Natural-language object grounding data
^^^^

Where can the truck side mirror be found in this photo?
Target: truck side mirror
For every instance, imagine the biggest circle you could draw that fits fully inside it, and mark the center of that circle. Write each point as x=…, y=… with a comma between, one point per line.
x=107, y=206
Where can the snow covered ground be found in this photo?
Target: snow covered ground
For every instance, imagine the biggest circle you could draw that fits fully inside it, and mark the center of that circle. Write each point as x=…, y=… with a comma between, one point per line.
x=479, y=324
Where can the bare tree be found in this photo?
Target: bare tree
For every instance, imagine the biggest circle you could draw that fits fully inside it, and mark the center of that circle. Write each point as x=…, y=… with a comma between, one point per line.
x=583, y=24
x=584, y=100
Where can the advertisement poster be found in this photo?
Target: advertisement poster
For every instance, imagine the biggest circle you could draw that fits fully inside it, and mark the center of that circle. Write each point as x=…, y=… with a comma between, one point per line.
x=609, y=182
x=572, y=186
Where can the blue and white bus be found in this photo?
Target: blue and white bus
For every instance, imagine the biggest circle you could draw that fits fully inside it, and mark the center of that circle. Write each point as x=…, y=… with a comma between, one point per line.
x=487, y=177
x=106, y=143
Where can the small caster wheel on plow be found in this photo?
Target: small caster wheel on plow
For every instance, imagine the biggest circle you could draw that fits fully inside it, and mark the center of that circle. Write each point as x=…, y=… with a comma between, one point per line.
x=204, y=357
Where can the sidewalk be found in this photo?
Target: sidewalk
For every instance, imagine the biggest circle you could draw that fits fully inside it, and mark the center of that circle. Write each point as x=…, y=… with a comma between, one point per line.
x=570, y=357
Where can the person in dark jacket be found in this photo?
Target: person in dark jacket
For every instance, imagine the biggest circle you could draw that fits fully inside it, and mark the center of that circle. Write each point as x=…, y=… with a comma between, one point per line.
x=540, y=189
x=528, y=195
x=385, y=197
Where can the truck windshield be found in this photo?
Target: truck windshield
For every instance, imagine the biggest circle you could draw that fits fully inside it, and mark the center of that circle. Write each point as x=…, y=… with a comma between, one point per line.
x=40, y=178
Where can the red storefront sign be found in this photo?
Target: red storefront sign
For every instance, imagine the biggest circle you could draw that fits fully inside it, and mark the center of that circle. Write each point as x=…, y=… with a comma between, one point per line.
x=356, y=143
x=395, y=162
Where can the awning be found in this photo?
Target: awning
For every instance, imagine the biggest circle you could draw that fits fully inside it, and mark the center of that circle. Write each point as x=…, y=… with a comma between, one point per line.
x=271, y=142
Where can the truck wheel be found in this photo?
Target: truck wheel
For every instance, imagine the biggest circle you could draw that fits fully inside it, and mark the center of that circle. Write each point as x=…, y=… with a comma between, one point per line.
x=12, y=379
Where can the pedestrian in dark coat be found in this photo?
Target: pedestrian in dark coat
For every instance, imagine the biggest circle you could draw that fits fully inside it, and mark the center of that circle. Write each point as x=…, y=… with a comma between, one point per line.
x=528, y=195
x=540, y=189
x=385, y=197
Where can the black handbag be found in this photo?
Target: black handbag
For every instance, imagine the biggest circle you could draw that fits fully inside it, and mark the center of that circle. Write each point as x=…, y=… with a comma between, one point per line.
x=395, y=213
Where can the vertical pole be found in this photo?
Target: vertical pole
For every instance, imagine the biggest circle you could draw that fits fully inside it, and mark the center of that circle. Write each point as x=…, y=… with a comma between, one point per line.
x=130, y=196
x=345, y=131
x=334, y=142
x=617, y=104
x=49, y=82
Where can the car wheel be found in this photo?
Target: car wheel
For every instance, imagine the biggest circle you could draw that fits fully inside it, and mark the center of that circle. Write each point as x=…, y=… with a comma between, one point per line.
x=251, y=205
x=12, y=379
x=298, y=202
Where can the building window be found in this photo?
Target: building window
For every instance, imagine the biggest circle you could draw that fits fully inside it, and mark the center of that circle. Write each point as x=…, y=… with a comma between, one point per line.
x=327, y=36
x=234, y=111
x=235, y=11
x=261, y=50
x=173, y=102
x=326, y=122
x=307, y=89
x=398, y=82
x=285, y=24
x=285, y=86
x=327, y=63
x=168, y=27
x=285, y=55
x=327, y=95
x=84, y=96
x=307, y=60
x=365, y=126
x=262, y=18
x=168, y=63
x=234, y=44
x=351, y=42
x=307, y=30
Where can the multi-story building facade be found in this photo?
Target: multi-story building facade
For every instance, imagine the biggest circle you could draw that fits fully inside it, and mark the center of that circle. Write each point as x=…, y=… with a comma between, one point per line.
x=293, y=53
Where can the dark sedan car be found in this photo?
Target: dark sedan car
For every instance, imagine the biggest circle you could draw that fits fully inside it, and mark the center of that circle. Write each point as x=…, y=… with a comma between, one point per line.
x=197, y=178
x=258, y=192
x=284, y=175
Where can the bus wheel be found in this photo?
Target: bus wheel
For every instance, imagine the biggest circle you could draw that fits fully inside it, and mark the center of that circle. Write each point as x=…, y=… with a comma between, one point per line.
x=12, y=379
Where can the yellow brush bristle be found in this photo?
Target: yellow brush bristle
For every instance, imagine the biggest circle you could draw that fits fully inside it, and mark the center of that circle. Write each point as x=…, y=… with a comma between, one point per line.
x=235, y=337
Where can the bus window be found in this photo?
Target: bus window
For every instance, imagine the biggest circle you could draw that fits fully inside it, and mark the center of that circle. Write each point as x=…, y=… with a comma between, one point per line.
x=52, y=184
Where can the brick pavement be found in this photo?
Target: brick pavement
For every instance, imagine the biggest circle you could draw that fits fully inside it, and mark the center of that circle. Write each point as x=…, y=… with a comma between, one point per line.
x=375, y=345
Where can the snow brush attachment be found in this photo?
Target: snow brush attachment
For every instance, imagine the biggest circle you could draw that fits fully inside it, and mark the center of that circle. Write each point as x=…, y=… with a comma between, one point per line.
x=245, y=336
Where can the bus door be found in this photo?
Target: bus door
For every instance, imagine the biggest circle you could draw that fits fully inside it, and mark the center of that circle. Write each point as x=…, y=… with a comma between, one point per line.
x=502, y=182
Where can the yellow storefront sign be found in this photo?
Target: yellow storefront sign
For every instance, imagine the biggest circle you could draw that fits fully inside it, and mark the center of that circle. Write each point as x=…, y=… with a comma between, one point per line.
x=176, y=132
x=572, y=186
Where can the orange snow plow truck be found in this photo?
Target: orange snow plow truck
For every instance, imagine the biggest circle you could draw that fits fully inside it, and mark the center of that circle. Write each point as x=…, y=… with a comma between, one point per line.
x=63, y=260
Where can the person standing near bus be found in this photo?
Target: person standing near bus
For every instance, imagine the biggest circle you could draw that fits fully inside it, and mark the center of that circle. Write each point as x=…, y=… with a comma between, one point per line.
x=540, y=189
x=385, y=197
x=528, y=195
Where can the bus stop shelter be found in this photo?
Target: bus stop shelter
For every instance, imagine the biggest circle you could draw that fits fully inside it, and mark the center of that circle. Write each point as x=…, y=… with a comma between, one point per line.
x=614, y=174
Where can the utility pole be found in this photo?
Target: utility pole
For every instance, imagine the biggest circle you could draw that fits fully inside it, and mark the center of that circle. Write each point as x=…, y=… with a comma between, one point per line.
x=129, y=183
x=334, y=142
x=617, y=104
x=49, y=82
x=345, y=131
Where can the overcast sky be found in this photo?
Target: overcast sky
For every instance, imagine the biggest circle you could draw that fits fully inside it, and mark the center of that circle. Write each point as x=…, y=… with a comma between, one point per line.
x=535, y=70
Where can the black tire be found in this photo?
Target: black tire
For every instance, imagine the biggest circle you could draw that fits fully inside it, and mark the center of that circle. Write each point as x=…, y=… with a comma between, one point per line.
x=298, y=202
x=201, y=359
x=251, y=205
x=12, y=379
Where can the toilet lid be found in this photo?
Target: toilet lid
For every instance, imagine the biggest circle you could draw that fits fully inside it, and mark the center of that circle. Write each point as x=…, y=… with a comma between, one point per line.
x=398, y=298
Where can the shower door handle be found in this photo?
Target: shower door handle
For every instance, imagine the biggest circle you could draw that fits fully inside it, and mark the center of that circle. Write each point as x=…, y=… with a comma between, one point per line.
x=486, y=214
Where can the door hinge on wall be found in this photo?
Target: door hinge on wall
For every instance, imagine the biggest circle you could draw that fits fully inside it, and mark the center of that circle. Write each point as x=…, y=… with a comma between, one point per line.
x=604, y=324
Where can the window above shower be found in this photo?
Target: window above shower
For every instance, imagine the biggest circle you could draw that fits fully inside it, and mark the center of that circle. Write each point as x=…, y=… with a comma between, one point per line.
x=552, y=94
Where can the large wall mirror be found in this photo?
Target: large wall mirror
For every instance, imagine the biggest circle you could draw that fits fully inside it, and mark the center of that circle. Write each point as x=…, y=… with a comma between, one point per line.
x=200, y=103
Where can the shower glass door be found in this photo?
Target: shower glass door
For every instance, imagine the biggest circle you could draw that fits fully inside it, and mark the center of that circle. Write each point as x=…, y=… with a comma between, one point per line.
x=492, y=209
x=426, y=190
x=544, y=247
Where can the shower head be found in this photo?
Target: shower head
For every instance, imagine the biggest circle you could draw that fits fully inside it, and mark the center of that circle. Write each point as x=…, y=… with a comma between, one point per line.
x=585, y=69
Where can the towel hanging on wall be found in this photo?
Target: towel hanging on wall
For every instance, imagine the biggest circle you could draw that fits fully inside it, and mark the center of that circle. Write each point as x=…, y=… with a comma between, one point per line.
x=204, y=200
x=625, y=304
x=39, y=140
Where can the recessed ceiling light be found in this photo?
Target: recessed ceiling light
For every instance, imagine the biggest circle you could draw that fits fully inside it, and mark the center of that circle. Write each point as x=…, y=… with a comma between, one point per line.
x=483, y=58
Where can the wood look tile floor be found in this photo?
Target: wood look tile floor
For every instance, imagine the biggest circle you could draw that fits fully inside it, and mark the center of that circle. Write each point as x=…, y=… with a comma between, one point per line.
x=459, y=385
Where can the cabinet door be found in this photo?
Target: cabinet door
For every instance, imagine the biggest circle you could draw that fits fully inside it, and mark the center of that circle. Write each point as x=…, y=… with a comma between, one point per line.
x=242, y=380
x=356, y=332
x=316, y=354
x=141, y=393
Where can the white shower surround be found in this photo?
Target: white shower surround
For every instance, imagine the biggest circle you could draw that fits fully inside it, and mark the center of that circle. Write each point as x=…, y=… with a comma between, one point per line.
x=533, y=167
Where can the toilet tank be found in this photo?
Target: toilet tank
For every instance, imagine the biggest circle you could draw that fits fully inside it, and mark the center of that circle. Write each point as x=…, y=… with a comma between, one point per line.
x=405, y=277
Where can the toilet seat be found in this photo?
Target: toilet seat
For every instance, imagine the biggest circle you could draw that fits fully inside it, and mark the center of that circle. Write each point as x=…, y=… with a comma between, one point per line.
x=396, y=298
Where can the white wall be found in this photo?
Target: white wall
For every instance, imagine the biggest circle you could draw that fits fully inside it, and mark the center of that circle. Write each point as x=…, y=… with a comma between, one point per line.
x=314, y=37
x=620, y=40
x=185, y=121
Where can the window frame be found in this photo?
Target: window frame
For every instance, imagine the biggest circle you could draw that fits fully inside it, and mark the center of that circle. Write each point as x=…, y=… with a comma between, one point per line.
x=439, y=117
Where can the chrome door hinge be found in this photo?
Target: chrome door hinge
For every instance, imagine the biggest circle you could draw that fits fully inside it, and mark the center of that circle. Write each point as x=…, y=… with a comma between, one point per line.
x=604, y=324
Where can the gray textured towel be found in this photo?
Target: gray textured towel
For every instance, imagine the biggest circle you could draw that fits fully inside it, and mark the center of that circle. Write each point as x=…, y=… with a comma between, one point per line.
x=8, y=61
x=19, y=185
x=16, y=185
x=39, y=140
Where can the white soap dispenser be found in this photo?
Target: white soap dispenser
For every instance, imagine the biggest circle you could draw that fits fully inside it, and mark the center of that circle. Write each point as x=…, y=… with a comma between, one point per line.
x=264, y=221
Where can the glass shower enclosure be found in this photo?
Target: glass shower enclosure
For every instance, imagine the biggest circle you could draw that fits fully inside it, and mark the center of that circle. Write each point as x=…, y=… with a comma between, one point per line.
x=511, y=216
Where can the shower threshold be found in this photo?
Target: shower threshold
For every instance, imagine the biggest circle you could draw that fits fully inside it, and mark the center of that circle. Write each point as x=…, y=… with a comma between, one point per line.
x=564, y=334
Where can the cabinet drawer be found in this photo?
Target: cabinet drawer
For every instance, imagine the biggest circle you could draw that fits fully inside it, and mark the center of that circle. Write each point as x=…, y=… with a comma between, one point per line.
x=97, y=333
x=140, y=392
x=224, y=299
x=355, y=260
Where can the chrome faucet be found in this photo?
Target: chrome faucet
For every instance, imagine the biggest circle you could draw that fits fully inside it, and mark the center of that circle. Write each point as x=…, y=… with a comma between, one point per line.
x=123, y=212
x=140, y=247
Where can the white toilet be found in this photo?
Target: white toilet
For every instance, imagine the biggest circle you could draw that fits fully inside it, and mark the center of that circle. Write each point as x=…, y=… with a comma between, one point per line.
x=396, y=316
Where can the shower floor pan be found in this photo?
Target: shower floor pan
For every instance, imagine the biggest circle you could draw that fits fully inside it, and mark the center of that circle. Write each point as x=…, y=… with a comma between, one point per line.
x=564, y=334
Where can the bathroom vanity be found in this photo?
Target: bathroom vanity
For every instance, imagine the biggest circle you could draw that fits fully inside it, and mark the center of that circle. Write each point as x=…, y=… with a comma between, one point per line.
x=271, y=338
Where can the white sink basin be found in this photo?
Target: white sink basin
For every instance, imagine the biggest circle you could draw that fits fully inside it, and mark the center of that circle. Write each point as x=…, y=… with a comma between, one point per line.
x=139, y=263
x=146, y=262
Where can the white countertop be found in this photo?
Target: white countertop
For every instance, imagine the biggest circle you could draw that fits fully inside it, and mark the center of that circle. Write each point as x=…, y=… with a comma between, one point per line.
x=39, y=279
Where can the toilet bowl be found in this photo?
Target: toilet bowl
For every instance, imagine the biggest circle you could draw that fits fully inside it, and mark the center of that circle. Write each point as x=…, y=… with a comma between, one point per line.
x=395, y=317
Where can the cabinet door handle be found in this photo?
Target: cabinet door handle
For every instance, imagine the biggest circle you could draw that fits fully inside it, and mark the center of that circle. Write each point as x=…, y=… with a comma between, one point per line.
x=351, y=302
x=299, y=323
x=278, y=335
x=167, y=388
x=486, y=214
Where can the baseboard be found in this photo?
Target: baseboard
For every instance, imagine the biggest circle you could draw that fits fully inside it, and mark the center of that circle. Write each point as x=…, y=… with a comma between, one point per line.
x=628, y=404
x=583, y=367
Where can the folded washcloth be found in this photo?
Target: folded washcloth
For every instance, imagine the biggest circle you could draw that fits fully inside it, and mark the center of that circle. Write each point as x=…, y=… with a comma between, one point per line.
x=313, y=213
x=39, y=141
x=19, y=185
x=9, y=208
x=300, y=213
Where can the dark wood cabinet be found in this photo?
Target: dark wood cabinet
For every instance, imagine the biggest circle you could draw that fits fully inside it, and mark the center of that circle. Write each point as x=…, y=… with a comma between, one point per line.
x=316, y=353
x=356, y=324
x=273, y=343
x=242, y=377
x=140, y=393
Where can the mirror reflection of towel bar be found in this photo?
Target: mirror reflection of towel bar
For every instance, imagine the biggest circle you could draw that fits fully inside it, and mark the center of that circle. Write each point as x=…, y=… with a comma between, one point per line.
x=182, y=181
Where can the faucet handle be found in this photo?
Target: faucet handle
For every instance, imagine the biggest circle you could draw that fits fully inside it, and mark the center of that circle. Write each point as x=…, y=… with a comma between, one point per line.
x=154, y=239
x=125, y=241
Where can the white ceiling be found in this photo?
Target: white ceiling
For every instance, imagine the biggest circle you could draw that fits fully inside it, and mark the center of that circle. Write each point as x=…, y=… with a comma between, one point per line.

^^^^

About this task: What you return must be an exact retyping of the lines above starting at the line with "Target: large wall mirror" and ending at the line with "Target: towel hanging on wall", and nothing besides.

Task answer:
Target: large wall mirror
For every instance, imagine the biggest circle you could draw that fits fully inside it, and mark the center of that circle. Write each point as x=…, y=… with a comma between, one point per line.
x=200, y=103
Where can the shower glass door be found in this photo?
Target: shower glass door
For every instance, imagine the biggest circle you could draw that fits fully inside it, and mark the center of that circle. Write each point as x=…, y=… with a comma between, one point per line.
x=492, y=209
x=426, y=190
x=544, y=247
Where can the shower head be found in this photo?
Target: shower head
For every instance, imagine the biggest circle you could draw that fits fully inside it, and mark the center of that circle. Write each point as x=…, y=… with a comma between, one point per line.
x=585, y=69
Where can the towel hanging on wall be found in this photo?
Target: towel hanging on wall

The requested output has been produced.